### Selected excerpt
· · · ·

Town’s Origins Date Back 150 Years to Formation of Lake City Town Company

Town of Lake City’s Mayor Dave Roberts, along with Town Manager Lex Mulhall, Town staff and Town Board of Trustees have been hard at work planning the sesquicentennial anniversary of the founding of the Town of Lake City in 1875.
To commemorate the occasion, there will be a celebration in Town Park on August 16 beginning at 10 a.m.
The party kicks off with the always highly anticipated and appreciated Ute Mountain Ute Dancers, who have visited and performed in Lake City on several occasions over the years. The performance will begin at 10 a.m. in Town Park, and is classified, according to Town Trustee Henry Woods, as a “land acknowledgment and culturally artistic performance.”
At noon, three speakers will be giving lectures about Lake City’s history, present and future. Mayor Roberts will begin with a welcome speech, followed by former Town Manager Michelle Pierce, speaking about the beginnings of Lake City and the origins of the “Lake City Town Company.”
Next, historian and owner of the Slumgullion Gift Gallery in the historic Green Garage will be Joe Fox, speaking on the role and importance of the historic district in Lake City. Following him will be Trustee Woods to discuss the future of Lake City.
The lectures are slated to take 45 minutes in total, followed by cupcakes from the Lake City Bakery and ice cream. Live music by Evelyn Roper and Opal Moon begins at 12:30 until 5 p.m. Beginning at 1 p.m., beer and margaritas will be served by Downtown Improvement and Renovation Team (DIRT) at the moderate hundred and fifty anniversary cost of just $1.50, along with food from local food trucks – Summit Wing House and Wagon Wheel. There will also be a cornhole tournament overseen by Town Trustee Nathan Wuest and a water slide courtesy of Town of Lake City’s Recreation Department.

Next Saturday’s town park gala celebrates 150 years since formation of Town of Lake City as a municipal governmental organization starting with the quasi-public Lake City Town Company which was formally incorporated and recognized by Hinsdale County Commissioners on August 16, 1875.

Although the town company was a privately-owned company with 220 $50 shares of stock owned by 22 leading light incorporators, Territorial Law also required a democratic component in which seven of the incorporators — a president, secretary, treasurer, and four trustees — were elected by the town’s registered male voters on an annual basis.

· · · ·

### Short task 1
In the Lake City anniversary article, on what date did Hinsdale County Commissioners formally incorporate and recognize the Lake City Town Company?
### Short task 2
Reproduce the Lake City anniversary article word for word between "Next Saturday’s town" and "an annual basis.", inclusive.

### Record excerpts
· · · ·

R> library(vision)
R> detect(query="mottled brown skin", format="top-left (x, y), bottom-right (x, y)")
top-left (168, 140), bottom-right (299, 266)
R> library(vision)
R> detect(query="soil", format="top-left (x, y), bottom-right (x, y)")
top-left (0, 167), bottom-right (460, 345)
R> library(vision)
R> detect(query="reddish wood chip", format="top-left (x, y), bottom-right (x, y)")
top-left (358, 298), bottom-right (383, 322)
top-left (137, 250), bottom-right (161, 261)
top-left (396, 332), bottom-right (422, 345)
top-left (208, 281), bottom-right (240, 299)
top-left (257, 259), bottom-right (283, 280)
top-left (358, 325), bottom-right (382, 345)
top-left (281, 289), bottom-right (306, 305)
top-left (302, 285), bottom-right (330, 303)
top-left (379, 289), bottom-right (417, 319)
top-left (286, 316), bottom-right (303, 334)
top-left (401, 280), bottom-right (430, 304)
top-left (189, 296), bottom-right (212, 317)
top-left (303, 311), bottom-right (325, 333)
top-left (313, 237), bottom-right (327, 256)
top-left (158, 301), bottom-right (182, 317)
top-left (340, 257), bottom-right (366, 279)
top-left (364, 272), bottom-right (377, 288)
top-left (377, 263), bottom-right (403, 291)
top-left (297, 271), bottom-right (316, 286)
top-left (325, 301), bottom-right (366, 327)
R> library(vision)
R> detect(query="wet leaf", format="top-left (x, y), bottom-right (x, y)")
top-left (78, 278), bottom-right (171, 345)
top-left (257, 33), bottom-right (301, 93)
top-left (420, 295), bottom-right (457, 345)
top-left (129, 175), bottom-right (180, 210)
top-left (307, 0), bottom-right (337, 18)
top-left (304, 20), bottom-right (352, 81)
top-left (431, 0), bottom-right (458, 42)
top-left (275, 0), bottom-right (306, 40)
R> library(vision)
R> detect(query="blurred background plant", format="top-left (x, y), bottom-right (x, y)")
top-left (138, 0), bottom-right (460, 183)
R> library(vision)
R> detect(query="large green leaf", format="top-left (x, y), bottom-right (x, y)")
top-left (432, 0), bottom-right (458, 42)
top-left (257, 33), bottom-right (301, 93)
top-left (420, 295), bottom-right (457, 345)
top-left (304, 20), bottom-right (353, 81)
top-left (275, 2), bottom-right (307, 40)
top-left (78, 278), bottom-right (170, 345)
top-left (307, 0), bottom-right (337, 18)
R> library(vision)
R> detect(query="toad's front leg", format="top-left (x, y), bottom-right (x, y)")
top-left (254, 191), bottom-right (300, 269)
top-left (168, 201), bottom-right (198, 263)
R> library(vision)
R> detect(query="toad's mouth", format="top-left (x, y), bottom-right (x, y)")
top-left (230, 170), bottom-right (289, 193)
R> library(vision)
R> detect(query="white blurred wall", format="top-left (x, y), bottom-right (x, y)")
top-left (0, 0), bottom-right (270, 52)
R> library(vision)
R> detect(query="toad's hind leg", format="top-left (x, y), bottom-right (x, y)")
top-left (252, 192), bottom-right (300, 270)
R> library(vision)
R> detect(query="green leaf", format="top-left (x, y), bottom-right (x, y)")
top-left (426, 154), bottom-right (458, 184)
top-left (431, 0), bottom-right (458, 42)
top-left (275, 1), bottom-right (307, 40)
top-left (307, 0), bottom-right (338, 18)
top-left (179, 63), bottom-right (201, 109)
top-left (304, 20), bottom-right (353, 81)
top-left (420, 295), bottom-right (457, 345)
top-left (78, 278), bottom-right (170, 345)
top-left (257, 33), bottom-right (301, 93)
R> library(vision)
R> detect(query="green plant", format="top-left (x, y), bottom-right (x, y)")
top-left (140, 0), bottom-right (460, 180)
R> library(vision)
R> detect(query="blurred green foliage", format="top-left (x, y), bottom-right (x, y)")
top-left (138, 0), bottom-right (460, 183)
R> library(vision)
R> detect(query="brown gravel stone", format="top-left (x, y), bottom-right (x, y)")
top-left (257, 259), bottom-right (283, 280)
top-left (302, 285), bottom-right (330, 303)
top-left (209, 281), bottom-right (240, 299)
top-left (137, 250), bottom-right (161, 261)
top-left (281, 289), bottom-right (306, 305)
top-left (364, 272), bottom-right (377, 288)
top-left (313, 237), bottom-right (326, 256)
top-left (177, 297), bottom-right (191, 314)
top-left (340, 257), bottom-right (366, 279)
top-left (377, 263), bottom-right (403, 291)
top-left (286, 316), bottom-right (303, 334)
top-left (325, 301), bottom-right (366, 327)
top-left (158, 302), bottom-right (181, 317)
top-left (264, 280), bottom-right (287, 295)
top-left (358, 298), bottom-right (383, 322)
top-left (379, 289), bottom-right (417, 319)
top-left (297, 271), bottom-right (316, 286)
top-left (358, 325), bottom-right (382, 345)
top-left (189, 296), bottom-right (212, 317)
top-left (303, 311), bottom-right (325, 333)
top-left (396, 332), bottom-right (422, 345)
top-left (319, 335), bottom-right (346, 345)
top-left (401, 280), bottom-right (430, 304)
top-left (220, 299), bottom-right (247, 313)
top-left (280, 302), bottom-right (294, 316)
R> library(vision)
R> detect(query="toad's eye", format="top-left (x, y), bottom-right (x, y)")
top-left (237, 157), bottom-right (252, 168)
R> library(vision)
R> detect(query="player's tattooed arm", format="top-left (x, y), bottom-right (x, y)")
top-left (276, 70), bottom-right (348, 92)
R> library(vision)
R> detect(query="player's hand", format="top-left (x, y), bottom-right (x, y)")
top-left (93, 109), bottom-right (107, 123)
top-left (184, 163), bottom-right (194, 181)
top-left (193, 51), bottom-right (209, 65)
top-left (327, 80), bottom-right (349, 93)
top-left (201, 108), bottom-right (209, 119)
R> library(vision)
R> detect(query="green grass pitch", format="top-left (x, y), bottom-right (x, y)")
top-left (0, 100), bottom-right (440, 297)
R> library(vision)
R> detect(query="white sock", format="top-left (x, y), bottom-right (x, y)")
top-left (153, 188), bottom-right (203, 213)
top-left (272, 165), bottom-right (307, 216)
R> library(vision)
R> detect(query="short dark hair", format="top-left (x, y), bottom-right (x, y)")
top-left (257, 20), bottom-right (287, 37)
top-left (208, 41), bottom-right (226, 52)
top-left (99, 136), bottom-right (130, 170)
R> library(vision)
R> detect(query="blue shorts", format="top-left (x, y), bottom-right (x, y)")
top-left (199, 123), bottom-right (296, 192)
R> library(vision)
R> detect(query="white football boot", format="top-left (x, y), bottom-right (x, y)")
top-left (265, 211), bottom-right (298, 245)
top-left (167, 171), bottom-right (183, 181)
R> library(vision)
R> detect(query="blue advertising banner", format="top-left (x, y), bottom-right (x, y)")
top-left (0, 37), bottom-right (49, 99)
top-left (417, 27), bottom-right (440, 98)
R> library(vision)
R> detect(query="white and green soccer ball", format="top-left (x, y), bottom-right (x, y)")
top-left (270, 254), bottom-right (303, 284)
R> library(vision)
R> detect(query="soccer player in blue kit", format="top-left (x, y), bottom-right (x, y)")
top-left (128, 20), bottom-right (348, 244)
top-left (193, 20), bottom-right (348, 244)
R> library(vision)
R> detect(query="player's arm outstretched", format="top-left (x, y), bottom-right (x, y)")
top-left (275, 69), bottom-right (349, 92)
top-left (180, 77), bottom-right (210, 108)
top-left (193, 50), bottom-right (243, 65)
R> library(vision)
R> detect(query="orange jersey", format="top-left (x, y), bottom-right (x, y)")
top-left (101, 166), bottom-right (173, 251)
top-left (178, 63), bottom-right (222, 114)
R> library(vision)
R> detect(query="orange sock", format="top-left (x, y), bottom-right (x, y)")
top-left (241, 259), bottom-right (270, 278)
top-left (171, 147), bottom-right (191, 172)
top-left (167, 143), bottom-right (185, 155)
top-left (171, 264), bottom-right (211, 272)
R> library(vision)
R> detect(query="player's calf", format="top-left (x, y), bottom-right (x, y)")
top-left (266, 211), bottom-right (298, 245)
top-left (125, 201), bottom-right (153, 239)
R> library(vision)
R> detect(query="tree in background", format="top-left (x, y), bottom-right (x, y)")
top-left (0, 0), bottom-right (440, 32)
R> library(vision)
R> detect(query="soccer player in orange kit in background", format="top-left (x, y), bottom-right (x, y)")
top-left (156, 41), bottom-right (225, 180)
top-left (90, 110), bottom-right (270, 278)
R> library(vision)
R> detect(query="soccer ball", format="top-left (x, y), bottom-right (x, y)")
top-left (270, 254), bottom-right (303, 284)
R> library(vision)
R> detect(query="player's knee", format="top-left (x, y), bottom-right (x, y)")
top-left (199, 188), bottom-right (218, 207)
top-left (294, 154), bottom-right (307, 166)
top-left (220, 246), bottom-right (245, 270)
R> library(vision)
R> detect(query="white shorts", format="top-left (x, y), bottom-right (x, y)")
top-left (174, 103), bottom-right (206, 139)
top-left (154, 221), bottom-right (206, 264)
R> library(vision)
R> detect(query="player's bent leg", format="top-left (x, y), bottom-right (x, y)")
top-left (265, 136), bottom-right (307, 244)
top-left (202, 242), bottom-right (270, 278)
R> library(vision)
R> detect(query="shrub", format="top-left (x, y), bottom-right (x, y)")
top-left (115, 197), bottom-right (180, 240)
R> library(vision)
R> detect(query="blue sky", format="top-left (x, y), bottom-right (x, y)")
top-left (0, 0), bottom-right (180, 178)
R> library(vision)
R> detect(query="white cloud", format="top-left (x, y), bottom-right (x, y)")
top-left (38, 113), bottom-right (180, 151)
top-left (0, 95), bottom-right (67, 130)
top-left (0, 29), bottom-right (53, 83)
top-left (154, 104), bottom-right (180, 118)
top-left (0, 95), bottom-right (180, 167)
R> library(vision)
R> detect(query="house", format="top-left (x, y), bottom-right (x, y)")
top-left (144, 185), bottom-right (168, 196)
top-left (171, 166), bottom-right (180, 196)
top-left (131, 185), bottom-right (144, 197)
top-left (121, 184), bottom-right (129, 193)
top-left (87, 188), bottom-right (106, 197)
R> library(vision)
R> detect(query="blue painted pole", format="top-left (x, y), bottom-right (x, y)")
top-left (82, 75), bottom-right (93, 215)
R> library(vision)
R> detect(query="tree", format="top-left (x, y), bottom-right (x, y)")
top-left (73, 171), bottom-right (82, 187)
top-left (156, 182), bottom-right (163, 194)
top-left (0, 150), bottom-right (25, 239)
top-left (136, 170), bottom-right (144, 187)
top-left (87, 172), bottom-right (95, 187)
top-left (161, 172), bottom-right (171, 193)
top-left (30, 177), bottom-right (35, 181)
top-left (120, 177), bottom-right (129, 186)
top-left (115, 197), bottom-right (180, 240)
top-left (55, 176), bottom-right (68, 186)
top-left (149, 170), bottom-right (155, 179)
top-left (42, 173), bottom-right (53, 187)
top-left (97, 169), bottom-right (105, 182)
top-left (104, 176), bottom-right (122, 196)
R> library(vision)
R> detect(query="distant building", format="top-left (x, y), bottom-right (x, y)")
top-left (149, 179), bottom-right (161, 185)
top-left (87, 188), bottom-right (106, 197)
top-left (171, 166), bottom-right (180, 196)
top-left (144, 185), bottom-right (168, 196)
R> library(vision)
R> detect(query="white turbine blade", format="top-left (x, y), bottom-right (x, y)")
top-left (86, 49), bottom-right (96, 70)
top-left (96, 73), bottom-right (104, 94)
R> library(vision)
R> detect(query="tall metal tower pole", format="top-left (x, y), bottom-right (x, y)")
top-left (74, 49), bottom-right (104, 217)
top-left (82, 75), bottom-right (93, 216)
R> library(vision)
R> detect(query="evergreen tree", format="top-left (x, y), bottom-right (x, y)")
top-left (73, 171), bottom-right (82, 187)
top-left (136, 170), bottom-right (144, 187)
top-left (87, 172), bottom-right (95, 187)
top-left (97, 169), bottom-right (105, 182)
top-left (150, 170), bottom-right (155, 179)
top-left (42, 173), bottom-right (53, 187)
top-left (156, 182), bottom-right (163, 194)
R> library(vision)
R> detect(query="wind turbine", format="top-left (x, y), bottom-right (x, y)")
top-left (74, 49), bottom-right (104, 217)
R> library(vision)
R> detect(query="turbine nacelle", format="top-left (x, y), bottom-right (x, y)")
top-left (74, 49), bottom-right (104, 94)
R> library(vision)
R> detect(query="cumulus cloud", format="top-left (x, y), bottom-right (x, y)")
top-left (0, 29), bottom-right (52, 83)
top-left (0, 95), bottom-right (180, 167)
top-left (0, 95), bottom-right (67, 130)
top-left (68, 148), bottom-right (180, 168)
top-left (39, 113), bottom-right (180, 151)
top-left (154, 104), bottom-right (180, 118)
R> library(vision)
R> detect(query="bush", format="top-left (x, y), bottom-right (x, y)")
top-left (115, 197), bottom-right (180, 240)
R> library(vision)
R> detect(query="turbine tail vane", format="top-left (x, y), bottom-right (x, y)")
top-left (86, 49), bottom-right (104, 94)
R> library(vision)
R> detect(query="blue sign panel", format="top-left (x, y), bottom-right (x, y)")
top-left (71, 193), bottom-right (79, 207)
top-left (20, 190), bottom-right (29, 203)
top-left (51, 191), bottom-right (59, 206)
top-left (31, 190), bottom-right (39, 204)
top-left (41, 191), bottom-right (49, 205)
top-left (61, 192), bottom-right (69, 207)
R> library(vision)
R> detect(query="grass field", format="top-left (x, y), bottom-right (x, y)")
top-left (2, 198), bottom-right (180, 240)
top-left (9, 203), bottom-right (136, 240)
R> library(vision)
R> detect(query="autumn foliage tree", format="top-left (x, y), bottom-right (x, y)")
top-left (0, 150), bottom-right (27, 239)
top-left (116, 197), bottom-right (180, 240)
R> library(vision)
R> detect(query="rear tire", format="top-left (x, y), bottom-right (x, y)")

· · · ·

### Full output 1
August 16, 1875

### Full output 2
Next Saturday’s town park gala celebrates 150 years since formation of Town of Lake City as a municipal governmental organization starting with the quasi-public Lake City Town Company which was formally incorporated and recognized by Hinsdale County Commissioners on August 16, 1875.

Although the town company was a privately-owned company with 220 $50 shares of stock owned by 22 leading light incorporators, Territorial Law also required a democratic component in which seven of the incorporators — a president, secretary, treasurer, and four trustees — were elected by the town’s registered male voters on an annual basis.